▸ THE PROBLEM: Give back exactly the lines running from the line with "Look at the photograph above. For each instance of the photo" to the end of the entries, and only those lines.

>>>

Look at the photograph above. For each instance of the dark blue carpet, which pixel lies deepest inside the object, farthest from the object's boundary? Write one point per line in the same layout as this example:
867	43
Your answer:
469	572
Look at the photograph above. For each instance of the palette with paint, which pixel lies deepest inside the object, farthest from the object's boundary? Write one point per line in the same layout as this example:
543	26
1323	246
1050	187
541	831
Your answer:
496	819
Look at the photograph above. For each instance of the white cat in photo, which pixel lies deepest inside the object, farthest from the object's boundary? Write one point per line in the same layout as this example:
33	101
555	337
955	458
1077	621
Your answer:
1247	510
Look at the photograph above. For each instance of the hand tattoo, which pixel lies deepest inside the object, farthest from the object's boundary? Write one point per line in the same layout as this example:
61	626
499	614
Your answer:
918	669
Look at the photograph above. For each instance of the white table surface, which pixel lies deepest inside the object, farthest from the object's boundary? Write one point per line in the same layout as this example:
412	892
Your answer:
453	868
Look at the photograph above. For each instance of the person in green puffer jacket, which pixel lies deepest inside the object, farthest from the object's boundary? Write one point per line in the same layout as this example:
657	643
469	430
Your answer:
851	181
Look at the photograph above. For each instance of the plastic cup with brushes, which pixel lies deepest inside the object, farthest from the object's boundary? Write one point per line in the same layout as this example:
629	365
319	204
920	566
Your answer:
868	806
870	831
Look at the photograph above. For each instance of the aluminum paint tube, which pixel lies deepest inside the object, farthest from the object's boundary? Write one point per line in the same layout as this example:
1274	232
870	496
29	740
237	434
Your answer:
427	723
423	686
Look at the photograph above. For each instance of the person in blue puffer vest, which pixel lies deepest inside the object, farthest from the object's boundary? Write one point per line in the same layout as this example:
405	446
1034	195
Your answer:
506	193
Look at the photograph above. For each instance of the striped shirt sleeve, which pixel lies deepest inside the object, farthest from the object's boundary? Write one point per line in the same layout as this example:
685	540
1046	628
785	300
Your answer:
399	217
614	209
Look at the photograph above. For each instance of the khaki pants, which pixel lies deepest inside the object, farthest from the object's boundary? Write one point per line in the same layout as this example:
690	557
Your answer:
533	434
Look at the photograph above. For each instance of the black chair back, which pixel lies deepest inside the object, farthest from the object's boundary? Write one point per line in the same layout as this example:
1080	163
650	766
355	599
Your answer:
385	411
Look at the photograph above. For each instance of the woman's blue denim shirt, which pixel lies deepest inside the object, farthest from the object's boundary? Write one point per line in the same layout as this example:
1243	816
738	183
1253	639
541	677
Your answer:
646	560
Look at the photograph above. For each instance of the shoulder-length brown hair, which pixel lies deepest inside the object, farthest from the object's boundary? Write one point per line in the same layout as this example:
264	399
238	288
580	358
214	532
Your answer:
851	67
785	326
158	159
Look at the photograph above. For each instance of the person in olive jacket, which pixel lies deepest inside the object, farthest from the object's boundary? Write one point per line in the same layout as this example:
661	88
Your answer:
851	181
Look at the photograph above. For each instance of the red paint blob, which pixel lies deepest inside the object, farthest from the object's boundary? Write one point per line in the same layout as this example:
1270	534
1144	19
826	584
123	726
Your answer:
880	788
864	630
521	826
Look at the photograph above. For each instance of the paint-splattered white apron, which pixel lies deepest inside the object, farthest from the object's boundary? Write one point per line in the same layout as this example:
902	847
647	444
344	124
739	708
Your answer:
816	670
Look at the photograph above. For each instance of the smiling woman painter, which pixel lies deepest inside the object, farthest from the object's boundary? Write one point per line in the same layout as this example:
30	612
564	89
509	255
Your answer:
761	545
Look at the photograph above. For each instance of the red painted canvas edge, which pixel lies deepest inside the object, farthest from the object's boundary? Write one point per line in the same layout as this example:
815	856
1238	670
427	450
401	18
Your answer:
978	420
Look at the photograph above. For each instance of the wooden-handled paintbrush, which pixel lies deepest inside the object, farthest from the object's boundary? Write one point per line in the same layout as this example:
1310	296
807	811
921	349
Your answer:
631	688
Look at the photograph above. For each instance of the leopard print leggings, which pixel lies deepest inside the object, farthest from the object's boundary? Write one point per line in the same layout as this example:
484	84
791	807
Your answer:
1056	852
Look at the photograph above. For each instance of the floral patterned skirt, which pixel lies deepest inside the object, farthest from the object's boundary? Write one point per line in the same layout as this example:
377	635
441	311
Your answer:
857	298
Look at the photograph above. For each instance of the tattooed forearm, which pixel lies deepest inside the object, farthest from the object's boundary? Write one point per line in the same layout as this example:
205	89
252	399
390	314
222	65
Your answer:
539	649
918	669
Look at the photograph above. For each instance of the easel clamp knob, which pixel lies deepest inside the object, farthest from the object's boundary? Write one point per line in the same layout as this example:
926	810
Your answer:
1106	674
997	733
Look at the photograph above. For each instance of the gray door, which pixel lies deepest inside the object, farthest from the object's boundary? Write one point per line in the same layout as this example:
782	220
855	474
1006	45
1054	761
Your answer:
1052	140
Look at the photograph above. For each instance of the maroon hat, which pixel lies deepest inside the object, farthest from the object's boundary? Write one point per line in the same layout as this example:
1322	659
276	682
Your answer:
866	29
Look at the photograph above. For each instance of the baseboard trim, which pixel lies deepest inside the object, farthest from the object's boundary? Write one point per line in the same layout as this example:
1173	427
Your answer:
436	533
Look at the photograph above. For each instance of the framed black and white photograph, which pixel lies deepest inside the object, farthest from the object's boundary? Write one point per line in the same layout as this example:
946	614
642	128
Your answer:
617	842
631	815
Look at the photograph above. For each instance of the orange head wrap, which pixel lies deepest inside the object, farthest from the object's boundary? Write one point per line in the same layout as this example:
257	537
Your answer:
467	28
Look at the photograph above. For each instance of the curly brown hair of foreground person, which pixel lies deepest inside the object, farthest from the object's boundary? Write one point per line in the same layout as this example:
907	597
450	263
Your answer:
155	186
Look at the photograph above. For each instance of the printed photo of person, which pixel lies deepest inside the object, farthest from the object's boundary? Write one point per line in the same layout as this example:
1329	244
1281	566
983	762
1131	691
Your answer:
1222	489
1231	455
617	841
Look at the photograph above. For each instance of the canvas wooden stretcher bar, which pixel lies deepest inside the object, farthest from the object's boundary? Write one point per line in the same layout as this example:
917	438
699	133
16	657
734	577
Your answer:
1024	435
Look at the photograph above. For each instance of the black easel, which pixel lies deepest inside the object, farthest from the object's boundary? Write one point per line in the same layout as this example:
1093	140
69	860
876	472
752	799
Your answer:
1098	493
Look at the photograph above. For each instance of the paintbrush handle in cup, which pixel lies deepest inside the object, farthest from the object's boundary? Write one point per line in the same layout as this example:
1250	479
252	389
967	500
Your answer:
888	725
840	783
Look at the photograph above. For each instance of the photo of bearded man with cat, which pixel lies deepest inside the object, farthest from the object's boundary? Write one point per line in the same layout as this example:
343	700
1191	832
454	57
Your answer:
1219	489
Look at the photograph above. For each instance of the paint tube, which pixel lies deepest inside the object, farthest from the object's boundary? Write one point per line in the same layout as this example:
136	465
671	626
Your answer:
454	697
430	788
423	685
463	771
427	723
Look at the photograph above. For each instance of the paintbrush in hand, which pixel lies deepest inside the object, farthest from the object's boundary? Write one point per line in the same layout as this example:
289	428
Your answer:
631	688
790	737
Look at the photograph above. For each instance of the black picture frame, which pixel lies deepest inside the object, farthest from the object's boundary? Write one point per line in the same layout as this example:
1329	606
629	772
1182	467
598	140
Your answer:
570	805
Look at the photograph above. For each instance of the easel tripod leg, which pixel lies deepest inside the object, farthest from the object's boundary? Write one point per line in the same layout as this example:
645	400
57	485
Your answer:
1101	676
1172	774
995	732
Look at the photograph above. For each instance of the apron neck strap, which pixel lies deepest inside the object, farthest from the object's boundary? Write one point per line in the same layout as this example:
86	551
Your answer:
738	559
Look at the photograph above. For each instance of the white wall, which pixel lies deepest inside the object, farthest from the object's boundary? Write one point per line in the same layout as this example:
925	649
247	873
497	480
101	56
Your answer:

<<<

▸ REPLY TO THE TASK:
Look at the photograph above. For each instance of the photo of bearded man with cat, which pixel lies deepest inside the object, farthest from the object's boundary? Write one point per line in the same layout as this example:
343	700
1191	832
454	57
Your answer:
1219	489
Look at the photograph above. For each instance of the paint tube, which pixel lies deepest inside the object, farthest from the object's boundary? Write one point per line in the same layout as this example:
136	465
671	626
Your answer:
454	697
430	788
423	685
463	771
427	723
Look at the photograph above. For each instance of the paintbrush in hand, which pixel lies deepest inside the object, farthest from the object's boundary? Write one point per line in the same layout as this example:
289	428
Your answer:
631	688
790	737
Look at the photograph above. For each instance of the black picture frame, which pixel lies deepest inside the object, farthest from the object's boundary? Write one point per line in the same layout as this example:
1329	606
629	772
1182	467
598	140
Your answer:
570	805
Look at the photograph above. For each instance of the easel tripod leg, which pixel lies deepest inside the object, farthest from the object's boundary? Write one point per line in the same layout as this example:
645	400
57	485
Your answer:
1101	676
1172	774
995	732
Look at the photograph above. For each instance of the apron neck strap, which pixel lies deepest inside the object, farthest from the object's boundary? Write one point per line in the same layout as this example:
86	551
Your answer:
738	559
Look at the photograph above. For each instance of the white wall, which pixel lies deepest inside the object, farthest from the object's boundary? Write one point per line in the same layout as this example:
925	649
247	873
497	480
101	56
Your answer:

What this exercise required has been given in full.